*PROMPT 1*. According to the passage on the Peculiar People, who founded the movement, and in which town?
*PROMPT 2*. Carry on the passage on the Peculiar People after its last sentence.

*TEXT EXCERPT*.
The Peculiar People were a Christian movement that was originally an offshoot of the Wesleyan denomination, founded in 1838 in Rochford, Essex, by James Banyard, a farm-worker's son born in 1800. They derive their name from a term of praise found in both the Old Testament and the New Testament of the King James Bible, in Deuteronomy and 1 Peter.

In the King James Version of the Bible, first published in 1611, Deuteronomy 14:2 includes the verse "For thou art an holy people unto the Lord thy God, and the Lord hath chosen thee to be a peculiar people unto himself, above all the nations that are upon the earth.", and 1 Peter 2:9 reads "But ye are a chosen generation, a royal priesthood, an holy nation, a peculiar people; that ye should shew forth the praises of him who hath called you out of darkness into his marvellous light."

The Peculiar People is also a phrase used to describe the Quakers, which they adopted with some pride.

Foundation and spread

Banyard was frequently drunk until his wife asked him to attend a service in the local Wesleyan Methodist chapel. The preacher's message had a profound effect on Banyard, to the extent that he became teetotal and regularly attended the church. Before long he became a reputable preacher on the Wesleyan circuit. In 1837 he and William Bridges took a lease on an old workhouse at Rochford which became the first chapel of their new group, which Banyard and Bridges called the Peculiar People, a name taken from Deuteronomy 14:2 and 1 Peter 2:9.

The grave of James Banyard can still be seen in the churchyard of St Andrew's Rochford.

In the mid-1850s the Peculiar People spread deeper into Essex, much of which was agricultural land occupied by a naturally conservative population. The Peculiar People preached a puritanical form of Christianity which proved popular, and numerous chapels sprang up throughout rural Essex. They also practised faith healing.

*RECORDED DATA*.
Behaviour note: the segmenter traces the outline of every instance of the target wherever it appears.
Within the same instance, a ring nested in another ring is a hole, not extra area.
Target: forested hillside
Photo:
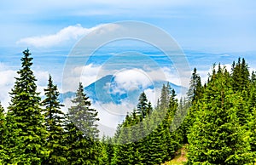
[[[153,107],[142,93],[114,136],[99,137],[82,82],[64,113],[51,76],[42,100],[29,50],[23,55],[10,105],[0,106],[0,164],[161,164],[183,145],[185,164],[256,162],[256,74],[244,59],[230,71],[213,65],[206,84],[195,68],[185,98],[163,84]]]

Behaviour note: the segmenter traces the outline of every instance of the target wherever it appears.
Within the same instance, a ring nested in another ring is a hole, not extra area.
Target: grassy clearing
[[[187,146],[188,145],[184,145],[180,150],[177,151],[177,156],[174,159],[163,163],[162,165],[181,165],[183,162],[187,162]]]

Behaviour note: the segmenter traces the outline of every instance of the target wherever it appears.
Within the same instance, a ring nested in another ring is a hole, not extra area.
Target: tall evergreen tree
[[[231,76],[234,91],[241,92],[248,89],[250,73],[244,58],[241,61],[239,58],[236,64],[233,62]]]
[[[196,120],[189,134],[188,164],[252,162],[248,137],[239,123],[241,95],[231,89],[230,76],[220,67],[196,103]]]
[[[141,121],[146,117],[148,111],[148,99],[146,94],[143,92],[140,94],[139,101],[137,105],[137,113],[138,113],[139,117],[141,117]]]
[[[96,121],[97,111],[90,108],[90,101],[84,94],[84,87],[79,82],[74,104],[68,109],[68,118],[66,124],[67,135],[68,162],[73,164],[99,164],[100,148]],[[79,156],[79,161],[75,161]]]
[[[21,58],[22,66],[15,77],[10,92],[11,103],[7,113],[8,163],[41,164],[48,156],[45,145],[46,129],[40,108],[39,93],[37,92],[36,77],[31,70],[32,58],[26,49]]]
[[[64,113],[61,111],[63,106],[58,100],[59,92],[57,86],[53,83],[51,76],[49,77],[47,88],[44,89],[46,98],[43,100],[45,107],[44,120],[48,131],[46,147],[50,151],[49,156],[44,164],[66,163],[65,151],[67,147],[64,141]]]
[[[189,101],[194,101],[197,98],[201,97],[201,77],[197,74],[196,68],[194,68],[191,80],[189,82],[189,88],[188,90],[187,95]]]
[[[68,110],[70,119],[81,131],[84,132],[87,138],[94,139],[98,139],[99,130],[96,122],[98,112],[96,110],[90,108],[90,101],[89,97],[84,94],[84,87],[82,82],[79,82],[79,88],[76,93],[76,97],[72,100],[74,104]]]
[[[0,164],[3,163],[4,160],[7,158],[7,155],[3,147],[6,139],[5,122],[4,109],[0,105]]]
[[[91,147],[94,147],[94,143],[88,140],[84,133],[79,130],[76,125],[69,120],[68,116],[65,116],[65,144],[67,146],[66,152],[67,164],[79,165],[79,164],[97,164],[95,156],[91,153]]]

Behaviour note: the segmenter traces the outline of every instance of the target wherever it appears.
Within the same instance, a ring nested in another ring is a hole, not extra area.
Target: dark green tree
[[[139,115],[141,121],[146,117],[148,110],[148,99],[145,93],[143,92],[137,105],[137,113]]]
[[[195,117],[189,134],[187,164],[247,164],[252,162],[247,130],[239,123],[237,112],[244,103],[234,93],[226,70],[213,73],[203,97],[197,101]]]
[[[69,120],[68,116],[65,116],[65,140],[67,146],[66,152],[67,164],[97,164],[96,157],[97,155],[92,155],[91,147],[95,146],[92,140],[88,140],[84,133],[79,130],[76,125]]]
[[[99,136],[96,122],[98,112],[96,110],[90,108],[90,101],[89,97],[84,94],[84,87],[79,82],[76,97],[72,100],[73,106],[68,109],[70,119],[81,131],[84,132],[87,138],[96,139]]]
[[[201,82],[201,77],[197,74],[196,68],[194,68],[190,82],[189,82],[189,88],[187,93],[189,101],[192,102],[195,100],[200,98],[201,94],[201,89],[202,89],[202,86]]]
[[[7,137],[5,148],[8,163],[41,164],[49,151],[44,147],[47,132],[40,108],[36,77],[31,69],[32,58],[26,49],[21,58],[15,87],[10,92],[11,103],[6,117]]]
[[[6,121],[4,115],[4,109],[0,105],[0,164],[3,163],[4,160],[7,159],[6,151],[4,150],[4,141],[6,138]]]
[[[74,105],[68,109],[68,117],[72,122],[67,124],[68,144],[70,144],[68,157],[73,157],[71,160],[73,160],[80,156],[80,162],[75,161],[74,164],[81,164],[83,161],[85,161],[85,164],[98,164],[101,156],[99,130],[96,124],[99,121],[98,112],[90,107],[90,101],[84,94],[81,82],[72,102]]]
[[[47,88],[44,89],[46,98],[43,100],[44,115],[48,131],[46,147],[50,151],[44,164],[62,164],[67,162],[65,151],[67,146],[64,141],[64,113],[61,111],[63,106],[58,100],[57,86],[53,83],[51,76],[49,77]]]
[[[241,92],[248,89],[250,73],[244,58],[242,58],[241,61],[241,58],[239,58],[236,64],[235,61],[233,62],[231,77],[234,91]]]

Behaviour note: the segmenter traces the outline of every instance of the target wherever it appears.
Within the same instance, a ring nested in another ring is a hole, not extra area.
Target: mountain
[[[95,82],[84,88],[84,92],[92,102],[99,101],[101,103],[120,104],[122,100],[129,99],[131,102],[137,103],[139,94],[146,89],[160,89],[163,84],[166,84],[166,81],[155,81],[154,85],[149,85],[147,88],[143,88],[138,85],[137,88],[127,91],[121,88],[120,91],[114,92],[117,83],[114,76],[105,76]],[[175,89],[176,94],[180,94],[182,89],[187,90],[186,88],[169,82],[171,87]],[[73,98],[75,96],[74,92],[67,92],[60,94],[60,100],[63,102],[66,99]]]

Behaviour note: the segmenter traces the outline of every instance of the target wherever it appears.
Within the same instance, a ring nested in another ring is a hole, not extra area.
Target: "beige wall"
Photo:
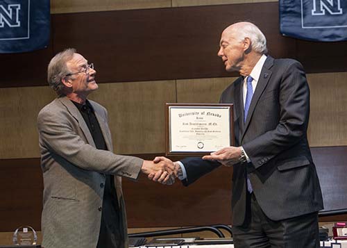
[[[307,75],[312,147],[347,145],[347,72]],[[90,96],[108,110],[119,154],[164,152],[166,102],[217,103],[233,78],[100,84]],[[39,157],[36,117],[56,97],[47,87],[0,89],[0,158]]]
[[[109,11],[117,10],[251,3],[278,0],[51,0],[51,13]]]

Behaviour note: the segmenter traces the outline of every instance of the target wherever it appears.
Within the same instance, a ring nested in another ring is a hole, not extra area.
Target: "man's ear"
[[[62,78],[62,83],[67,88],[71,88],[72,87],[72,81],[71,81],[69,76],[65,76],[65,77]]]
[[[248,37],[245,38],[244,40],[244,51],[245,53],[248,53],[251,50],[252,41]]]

==

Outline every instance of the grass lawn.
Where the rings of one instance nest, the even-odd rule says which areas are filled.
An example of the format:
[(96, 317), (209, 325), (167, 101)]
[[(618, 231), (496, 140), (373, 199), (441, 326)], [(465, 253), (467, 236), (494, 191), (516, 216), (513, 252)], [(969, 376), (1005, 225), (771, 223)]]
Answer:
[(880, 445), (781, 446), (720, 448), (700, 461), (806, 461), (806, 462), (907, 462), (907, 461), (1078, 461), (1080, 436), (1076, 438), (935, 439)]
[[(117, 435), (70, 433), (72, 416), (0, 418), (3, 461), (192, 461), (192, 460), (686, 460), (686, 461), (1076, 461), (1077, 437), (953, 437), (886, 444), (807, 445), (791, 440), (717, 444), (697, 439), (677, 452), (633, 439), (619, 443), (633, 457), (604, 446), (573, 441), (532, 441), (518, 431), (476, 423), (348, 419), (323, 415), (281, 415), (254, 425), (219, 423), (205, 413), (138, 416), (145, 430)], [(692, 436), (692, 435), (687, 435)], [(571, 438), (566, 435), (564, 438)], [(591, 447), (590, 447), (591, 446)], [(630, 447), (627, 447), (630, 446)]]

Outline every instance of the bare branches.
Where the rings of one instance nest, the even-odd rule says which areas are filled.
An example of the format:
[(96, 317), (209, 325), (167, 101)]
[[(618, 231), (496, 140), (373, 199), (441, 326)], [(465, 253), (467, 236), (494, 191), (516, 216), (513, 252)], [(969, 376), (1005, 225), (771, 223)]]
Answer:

--

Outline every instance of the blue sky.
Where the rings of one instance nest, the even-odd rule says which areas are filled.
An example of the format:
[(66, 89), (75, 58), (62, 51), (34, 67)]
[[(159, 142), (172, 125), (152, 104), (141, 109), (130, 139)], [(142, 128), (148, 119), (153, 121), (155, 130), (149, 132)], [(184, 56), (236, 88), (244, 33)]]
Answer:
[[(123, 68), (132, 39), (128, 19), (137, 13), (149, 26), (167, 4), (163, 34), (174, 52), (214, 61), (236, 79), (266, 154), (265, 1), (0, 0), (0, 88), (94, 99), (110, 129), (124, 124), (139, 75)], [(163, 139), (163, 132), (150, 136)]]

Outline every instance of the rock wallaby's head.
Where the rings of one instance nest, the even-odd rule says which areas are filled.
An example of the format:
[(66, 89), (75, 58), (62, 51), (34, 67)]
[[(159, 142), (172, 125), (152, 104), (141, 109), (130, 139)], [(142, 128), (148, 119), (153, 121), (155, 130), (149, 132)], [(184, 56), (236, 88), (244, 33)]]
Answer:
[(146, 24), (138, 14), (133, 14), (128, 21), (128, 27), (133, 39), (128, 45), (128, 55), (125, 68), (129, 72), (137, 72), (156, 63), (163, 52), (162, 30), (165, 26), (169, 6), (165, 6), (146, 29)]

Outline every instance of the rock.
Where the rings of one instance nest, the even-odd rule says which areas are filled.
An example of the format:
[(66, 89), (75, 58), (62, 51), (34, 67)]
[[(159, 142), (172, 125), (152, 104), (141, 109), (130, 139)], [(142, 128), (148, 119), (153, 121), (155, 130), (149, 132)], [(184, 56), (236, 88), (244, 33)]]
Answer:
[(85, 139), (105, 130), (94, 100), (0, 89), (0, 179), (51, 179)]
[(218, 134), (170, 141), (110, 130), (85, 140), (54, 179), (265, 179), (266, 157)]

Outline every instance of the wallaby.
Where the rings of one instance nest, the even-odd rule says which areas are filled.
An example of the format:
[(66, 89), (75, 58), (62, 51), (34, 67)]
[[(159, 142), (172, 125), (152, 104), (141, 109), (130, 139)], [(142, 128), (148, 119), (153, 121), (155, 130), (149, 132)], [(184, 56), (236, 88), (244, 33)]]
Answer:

*RESPONSE AREA 1*. James Banyard founded it in Rochford, Essex.

*RESPONSE AREA 2*.
There is an account of the Peculiars in 19th-century Plumstead in Unorthodox London by Charles Maurice Davies. In Blunt's Dictionary of Sects and Heresies (1874), the Peculiars were described as 'a sect of very ignorant people'.

The Peculiar People practised a lively form of worship and considered themselves bound by the literal interpretation of the King James Bible. They did not seek immediate medical care in cases of sickness, instead relying on prayer as an act of faith. This led to judicial criticism when children died due to lack of treatment. In response to the concern about refusing medical care, which led to some parents being imprisoned after a 1910 diphtheria outbreak in Essex, the sect split between the 'Old Peculiars', who still rebuffed medicine, and the 'New Peculiars', who somewhat reluctantly condoned it. The split healed in the 1930s, when in general the New Peculiar position prevailed. During the two world wars, some Peculiar People were conscientious objectors, believing as they still do that war is contrary to the teachings of Jesus Christ.

Union of Evangelical Churches
Church membership had peaked in the 1850s with 43 chapels, but it declined until 1956, when the Peculiar People changed their name to the less conspicuous Union of Evangelical Churches. The movement continues with regular worship at 16 remaining chapels in Essex and London. Some of the traditional distinctive features mentioned have been abandoned, so that UEC churches today are similar to other Evangelical churches.

The UEC maintains its structure as a connection of churches, but is associated with the Fellowship of Independent Evangelical Churches and Affinity. It has its central office at Eastwood Road Evangelical Church, 36 Eastwood Road, Rayleigh, Essex SS6 7JQ.

The 16 UEC churches are in Camberwell,in London, and Canning Town, Chelmsford, Corringham, Cressing, Daws Heath, Eastwood, Great Wakering, Little Totham, Rayleigh, Shoeburyness, Southend, Stanford-le-Hope, Stanway, Wickford and Witham in Essex.

Although services had previously been discontinued at Rayleigh, Shoeburyness, and Stanford-le-Hope and the churches temporarily closed, all three are now home to regular worshipping congregations once again.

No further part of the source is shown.